> Requirement
Please render every line of the data below as a numbered list, skipping blank lines and leaving the pictures out.

________

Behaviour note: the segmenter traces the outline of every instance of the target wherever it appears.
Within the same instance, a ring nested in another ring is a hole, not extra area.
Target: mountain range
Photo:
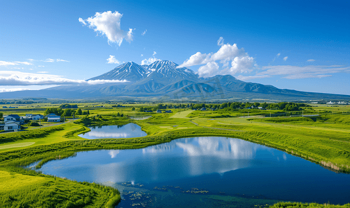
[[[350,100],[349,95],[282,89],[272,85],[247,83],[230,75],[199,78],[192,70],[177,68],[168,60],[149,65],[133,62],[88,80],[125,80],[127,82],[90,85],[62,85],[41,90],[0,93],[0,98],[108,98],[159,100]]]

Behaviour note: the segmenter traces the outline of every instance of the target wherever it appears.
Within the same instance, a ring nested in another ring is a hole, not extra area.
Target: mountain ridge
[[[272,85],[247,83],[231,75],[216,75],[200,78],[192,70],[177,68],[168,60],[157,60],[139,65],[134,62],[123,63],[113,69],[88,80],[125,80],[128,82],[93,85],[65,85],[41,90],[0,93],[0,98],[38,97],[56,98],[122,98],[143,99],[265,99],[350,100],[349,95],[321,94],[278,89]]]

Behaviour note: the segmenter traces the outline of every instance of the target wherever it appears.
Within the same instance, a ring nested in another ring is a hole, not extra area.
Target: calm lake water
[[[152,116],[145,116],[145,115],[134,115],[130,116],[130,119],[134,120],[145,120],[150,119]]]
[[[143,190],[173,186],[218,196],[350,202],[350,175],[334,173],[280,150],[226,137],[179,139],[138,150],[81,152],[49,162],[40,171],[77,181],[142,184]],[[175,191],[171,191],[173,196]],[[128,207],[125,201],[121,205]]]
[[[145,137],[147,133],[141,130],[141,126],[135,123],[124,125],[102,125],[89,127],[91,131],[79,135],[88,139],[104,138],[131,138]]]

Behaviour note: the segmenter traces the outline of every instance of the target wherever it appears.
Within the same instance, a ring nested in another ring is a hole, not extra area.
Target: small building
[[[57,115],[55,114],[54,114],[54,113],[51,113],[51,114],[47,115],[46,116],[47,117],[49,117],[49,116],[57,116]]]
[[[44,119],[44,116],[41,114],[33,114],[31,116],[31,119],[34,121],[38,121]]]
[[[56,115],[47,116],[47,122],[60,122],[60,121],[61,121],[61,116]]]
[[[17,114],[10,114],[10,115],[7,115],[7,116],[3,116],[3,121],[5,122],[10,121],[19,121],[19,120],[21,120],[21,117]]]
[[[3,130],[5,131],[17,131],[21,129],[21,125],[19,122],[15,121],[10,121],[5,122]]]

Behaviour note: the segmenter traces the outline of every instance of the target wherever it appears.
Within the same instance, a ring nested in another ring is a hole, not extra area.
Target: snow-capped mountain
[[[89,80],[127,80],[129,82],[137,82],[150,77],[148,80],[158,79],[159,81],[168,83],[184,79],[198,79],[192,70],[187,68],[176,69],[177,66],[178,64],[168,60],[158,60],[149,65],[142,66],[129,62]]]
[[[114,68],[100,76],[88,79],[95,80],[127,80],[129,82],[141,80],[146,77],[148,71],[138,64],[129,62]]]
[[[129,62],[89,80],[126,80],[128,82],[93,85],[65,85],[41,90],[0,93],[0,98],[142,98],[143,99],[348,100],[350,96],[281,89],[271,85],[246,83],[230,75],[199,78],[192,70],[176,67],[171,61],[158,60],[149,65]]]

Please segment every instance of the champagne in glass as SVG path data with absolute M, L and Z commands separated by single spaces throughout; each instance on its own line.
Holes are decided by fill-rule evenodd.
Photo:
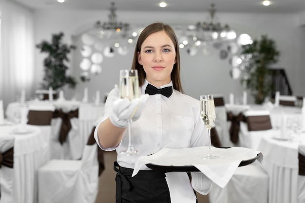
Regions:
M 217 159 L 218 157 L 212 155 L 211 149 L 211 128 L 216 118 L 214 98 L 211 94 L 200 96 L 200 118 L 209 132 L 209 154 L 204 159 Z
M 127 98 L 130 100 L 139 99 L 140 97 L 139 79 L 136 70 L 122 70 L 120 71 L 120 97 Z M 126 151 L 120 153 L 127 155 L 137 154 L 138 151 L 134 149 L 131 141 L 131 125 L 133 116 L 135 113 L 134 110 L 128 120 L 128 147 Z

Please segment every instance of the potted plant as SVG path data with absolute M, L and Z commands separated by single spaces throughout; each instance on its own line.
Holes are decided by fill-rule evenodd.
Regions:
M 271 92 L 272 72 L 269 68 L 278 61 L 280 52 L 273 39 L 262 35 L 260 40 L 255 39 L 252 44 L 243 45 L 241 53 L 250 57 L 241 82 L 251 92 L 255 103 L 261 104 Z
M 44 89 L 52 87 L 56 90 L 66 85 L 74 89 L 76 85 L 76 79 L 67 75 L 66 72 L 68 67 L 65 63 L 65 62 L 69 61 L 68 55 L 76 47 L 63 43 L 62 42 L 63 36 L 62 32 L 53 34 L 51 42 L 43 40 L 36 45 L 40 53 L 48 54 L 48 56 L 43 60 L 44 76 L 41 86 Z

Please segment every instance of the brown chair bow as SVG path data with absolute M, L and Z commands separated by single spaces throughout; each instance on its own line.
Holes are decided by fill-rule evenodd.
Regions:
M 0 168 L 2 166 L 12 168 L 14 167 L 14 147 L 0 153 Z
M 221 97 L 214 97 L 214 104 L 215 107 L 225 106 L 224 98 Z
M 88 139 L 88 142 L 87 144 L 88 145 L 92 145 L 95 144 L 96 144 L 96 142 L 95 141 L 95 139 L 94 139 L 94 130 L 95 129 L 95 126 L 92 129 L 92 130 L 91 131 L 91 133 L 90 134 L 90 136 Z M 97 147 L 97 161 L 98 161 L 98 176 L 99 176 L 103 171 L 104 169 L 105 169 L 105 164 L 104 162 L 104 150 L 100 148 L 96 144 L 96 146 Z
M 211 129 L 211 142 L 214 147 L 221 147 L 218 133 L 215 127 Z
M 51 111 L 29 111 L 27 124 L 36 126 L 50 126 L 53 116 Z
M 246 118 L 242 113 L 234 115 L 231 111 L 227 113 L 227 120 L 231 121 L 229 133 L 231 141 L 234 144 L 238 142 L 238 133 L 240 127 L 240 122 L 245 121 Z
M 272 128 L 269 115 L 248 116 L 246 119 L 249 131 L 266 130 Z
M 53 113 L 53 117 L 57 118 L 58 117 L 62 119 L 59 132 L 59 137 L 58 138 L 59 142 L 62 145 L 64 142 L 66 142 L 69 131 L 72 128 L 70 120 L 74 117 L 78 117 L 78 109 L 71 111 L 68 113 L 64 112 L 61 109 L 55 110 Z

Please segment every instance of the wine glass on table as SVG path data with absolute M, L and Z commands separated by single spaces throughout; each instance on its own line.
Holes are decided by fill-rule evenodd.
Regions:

________

> Output of the exercise
1. Behaviour note: the segmenter traces the outline of every instance of the target wherever it appears.
2. Within the same instance, a ring nested in another ring is a hole, not extra area.
3. Target: mountain range
4. Photo:
5. [[[350,100],[349,95],[282,89],[272,85],[247,83],[230,75],[199,78],[192,70],[177,68],[168,60],[149,65],[133,62],[88,80],[125,80],[127,82],[90,85],[62,85],[41,90],[0,93],[0,98],[108,98],[159,100]]]
6. Behaviour note: the segmenter traces the outline of every instance of the target wherever it appears.
7. Within the same instance, a ring nested in another ring is a hole, not extra area.
8. Target: mountain ridge
9. [[[272,85],[247,83],[231,75],[216,75],[200,78],[192,70],[177,68],[168,60],[157,60],[139,65],[134,62],[123,63],[113,69],[88,80],[125,80],[128,82],[93,85],[65,85],[41,90],[0,93],[0,98],[38,97],[56,98],[122,98],[143,99],[265,99],[350,100],[349,95],[321,94],[278,89]]]
10. Behaviour note: the segmenter traces the outline of every instance of the target wherever it appears.
11. Within the same instance, a ring nested in another ring is a hole, not extra area.
12. Target: calm lake water
13. [[[152,116],[145,116],[145,115],[134,115],[130,116],[130,119],[134,120],[145,120],[150,119]]]
14. [[[143,190],[173,186],[218,196],[350,202],[350,175],[334,173],[280,150],[226,137],[179,139],[138,150],[81,152],[49,162],[40,171],[77,181],[142,184]],[[175,191],[171,191],[173,196]],[[128,207],[125,201],[121,205]]]
15. [[[145,137],[147,133],[141,130],[141,126],[135,123],[124,125],[102,125],[89,127],[91,131],[79,135],[88,139],[104,138],[131,138]]]
16. Behaviour note: the segmenter traces the outline of every instance of the target wherever it appears.
17. Within the same instance, a ring nested in another ring is a hole, not extra area.
18. Target: small building
19. [[[57,115],[55,114],[54,114],[54,113],[51,113],[51,114],[47,115],[46,116],[47,117],[49,117],[49,116],[57,116]]]
20. [[[44,119],[44,116],[41,114],[33,114],[31,116],[31,119],[34,121],[38,121]]]
21. [[[56,115],[47,116],[47,122],[60,122],[60,121],[61,121],[61,116]]]
22. [[[17,114],[10,114],[10,115],[7,115],[7,116],[3,116],[3,121],[5,122],[10,121],[19,121],[19,120],[21,120],[21,117]]]
23. [[[3,130],[5,131],[17,131],[21,129],[21,125],[19,122],[15,121],[10,121],[5,122]]]
24. Behaviour note: the segmenter traces the outline of every instance of the target wherever it appears.
25. Within the same instance, a ring nested in another ring is a hole, not extra area.
26. Target: snow-capped mountain
27. [[[89,80],[127,80],[129,82],[137,82],[150,77],[148,80],[158,79],[159,81],[168,83],[184,79],[198,79],[192,70],[187,68],[176,69],[177,66],[178,64],[168,60],[158,60],[149,65],[142,66],[129,62]]]
28. [[[114,68],[100,76],[88,79],[95,80],[127,80],[129,82],[141,80],[146,77],[148,71],[138,64],[129,62]]]
29. [[[129,62],[89,80],[126,80],[128,82],[93,85],[65,85],[41,90],[0,93],[0,98],[142,98],[143,99],[348,100],[350,96],[281,89],[271,85],[246,83],[230,75],[199,78],[192,70],[176,67],[171,61],[158,60],[149,65]]]
30. Please segment every instance of the champagne in glass as SVG path data with absolute M, L and Z commands separated by single spaces throughout; each instance on its own line.
31. Holes are decided by fill-rule evenodd.
32. Photo:
33. Regions:
34. M 217 159 L 218 157 L 212 155 L 211 149 L 211 128 L 216 118 L 214 98 L 211 94 L 200 96 L 200 118 L 209 132 L 209 154 L 204 159 Z
35. M 127 98 L 130 100 L 139 99 L 140 97 L 139 79 L 136 70 L 122 70 L 120 71 L 120 97 Z M 126 151 L 120 153 L 127 155 L 137 154 L 138 151 L 134 149 L 131 141 L 131 125 L 133 116 L 135 113 L 134 110 L 128 120 L 128 147 Z
36. Please segment every instance of the potted plant as SVG path data with absolute M, L and Z commands separated by single spaces throughout; each instance on its own line.
37. Holes are decided by fill-rule evenodd.
38. Regions:
39. M 271 92 L 272 72 L 269 68 L 278 61 L 280 52 L 273 39 L 262 35 L 260 40 L 255 39 L 252 44 L 243 45 L 241 53 L 250 57 L 241 82 L 251 92 L 255 103 L 261 104 Z
40. M 44 89 L 52 87 L 56 90 L 66 85 L 74 89 L 76 85 L 76 79 L 67 75 L 66 72 L 68 67 L 65 63 L 65 62 L 69 61 L 68 55 L 76 47 L 63 43 L 62 42 L 63 36 L 62 32 L 53 34 L 51 42 L 43 40 L 36 45 L 40 53 L 48 54 L 48 56 L 43 60 L 44 76 L 41 86 Z
41. Please segment every instance of the brown chair bow as SVG path data with absolute M, L and Z commands separated by single spaces throughout; each instance on its own line.
42. Holes are decided by fill-rule evenodd.
43. Regions:
44. M 0 168 L 2 166 L 12 168 L 14 167 L 14 147 L 0 153 Z
45. M 221 97 L 214 97 L 214 104 L 215 107 L 225 106 L 224 98 Z
46. M 88 139 L 88 142 L 87 144 L 88 145 L 92 145 L 95 144 L 96 144 L 96 142 L 95 141 L 95 139 L 94 139 L 94 130 L 95 129 L 95 126 L 92 129 L 92 130 L 91 131 L 91 133 L 90 134 L 90 136 Z M 97 147 L 97 161 L 98 161 L 98 176 L 99 176 L 103 171 L 104 169 L 105 169 L 105 164 L 104 162 L 104 150 L 100 148 L 96 144 L 96 146 Z
47. M 211 129 L 211 142 L 214 147 L 221 147 L 218 133 L 215 127 Z
48. M 51 111 L 29 111 L 27 124 L 36 126 L 50 126 L 53 116 Z
49. M 246 118 L 242 113 L 234 115 L 231 111 L 227 113 L 227 120 L 231 121 L 229 133 L 231 141 L 234 144 L 238 142 L 238 133 L 240 127 L 240 122 L 245 121 Z
50. M 272 128 L 269 115 L 248 116 L 246 119 L 249 131 L 266 130 Z
51. M 53 113 L 53 117 L 57 118 L 58 117 L 62 119 L 59 132 L 59 137 L 58 138 L 59 142 L 62 145 L 64 142 L 66 142 L 69 131 L 72 128 L 70 120 L 74 117 L 78 117 L 78 109 L 71 111 L 68 113 L 64 112 L 61 109 L 55 110 Z
52. Please segment every instance of the wine glass on table as SVG path data with absolute M, L and Z commands separated by single spaces throughout; each instance on its own line.
53. Holes are decided by fill-rule evenodd.
54. Regions:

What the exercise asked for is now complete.